> [EXERCISE]
When a line in the entries below contains the word "pointer", copy that line.
[Start of section]
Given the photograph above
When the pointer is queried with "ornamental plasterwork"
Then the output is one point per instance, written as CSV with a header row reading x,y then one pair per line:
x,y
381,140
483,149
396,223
[End of section]
[Start of section]
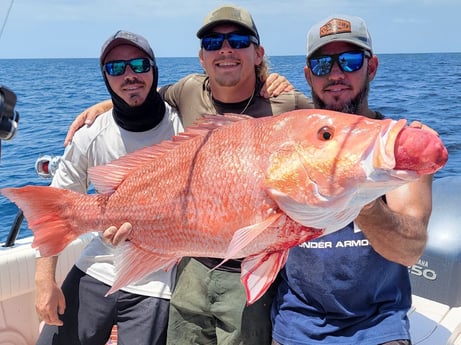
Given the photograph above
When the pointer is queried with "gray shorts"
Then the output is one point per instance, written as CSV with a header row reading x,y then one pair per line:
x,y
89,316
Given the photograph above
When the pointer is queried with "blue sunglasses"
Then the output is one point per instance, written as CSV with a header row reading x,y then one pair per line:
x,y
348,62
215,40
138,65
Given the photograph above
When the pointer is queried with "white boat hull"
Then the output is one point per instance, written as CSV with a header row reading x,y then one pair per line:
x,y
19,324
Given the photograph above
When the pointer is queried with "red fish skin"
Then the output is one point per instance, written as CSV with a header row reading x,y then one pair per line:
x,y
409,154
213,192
[End of section]
> [ANSWER FOR THIS EXERCISE]
When the pointer is queried with "ornamental plasterwork"
When the pointer is queried with "gray shorts"
When the pointer is queried with "blue sunglasses"
When the pointer is queried with "white boat hull"
When the pointer is queried with "red fish skin"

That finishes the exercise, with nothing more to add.